# [Task objective]
What is needed is an exact copy of all the entries.
►
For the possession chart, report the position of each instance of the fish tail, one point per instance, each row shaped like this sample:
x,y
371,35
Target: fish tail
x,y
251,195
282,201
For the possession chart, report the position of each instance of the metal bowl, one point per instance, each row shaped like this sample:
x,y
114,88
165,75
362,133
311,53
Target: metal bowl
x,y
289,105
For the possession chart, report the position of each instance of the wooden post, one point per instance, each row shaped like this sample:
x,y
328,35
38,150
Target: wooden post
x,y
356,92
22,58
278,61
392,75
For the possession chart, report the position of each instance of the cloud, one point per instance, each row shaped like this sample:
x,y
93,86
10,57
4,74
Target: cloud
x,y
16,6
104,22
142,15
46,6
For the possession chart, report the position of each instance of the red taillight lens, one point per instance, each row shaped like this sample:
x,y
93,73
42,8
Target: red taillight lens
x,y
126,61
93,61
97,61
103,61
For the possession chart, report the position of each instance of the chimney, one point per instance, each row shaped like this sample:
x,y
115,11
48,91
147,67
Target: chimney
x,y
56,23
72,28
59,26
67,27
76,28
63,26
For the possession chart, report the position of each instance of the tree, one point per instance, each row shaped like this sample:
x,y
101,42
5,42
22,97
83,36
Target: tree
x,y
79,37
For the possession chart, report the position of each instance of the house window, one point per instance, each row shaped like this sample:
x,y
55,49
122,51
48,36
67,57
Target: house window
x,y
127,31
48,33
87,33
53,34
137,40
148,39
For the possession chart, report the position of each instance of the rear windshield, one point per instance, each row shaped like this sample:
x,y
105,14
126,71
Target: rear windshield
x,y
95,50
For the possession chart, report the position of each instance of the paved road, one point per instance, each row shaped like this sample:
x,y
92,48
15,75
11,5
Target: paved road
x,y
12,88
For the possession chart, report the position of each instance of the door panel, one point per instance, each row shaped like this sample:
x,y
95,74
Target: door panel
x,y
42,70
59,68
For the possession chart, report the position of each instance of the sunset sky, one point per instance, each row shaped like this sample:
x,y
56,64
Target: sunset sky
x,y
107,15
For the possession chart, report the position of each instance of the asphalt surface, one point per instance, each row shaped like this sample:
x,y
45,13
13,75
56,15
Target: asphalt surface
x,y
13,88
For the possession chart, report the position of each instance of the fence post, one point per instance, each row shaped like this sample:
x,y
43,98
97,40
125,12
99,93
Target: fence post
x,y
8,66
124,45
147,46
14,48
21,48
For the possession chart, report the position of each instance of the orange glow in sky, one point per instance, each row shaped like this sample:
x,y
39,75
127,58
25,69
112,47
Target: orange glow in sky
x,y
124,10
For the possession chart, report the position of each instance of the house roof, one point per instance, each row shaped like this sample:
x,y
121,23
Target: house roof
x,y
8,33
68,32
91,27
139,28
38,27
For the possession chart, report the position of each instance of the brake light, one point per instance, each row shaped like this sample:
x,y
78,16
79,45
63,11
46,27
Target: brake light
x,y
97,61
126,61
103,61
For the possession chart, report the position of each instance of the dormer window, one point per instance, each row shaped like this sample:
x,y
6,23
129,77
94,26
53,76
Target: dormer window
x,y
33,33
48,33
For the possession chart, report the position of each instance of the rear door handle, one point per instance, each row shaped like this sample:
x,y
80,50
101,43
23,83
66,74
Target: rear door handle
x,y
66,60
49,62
◄
# [Response for this exercise]
For the possession chart, report the position of each instance of the fish tail, one point per instance, each row shaped like this sample:
x,y
371,35
Target: fish tail
x,y
251,195
282,201
For the possession chart, report the position of each instance of the metal bowl, one point per instance, each row shaped like this sample:
x,y
114,88
165,75
362,133
311,53
Target: metal bowl
x,y
289,105
For the possession chart, report the position of each instance of the wooden post, one point per instance, each row shaped like this sample:
x,y
328,35
38,150
Target: wooden post
x,y
356,92
22,58
278,61
392,75
For the possession chart, report the position of each instance of the cloud, one point per instance, each row shaped like this sample:
x,y
93,86
10,57
4,74
Target: cloud
x,y
16,6
104,22
142,15
46,6
For the possession chart, report the position of each instance of the red taillight lens, one point per instance, each row shaped like this sample:
x,y
93,73
42,8
Target: red taillight lens
x,y
126,61
93,61
97,61
103,61
For the possession chart, report the position of each instance of the chimney, one point per instance, each row shaped like this sample:
x,y
115,11
48,91
147,67
Target: chimney
x,y
56,23
72,28
59,26
67,27
76,28
63,26
For the possession chart, report the position of each instance of the tree, one point per instance, each row shaped like this sample:
x,y
101,42
5,42
22,97
83,36
Target: tree
x,y
79,37
For the possession chart, report the position of each instance of the house window, one point per instance, each row shaped like this sample:
x,y
55,49
122,51
48,36
67,57
Target: house window
x,y
127,31
48,33
87,33
53,34
137,40
148,39
For the possession chart, report the position of each instance of the rear windshield, one point per instance, each row shaped like this sample:
x,y
105,14
126,71
Target: rear windshield
x,y
95,50
For the possession chart, report the position of each instance of the paved road, one point per instance, each row shaped like this sample:
x,y
92,48
15,75
11,5
Target: paved road
x,y
12,88
For the possession chart, report the position of each instance of the door panel, one point per instance, each row shaped like this sample:
x,y
95,74
Target: door panel
x,y
42,70
59,68
For the possession chart, report the position of each instance of the sunset sky, one point per instance, each row shaped like this sample:
x,y
56,64
Target: sunset sky
x,y
107,15
For the possession chart, report the position of each instance of the asphalt surface, one point per instance, each row shaped like this sample:
x,y
45,13
13,75
56,15
Target: asphalt surface
x,y
13,88
For the possession chart, report the position of each instance of the fence post, one point per instance, each row shaped like this sample:
x,y
43,98
97,40
125,12
99,93
Target: fence post
x,y
8,66
124,45
147,46
14,48
21,48
For the possession chart, report the position of each instance of the orange glow in sky, one point per instance, each row shaped like this sample:
x,y
39,75
127,58
25,69
112,47
Target: orange glow in sky
x,y
124,10
For the possession chart, report the position of each instance of the house roof, one point per instance, each row shaped like this sample:
x,y
121,23
Target: house roof
x,y
8,33
68,32
91,27
139,28
38,27
For the possession chart, report the position of each instance of the brake light, one point per instance, each row shaped like this sample:
x,y
78,16
79,45
63,11
46,27
Target: brake light
x,y
97,61
126,61
103,61
For the possession chart, report the position of each instance of the dormer window, one point per instance, each row shaped like this sample:
x,y
6,23
129,77
94,26
53,76
Target: dormer window
x,y
33,33
48,33
For the possession chart, report the position of each instance of the rear door handle, one point per instance, each row shaped like this sample:
x,y
80,50
101,43
23,83
66,74
Target: rear door handle
x,y
66,60
49,62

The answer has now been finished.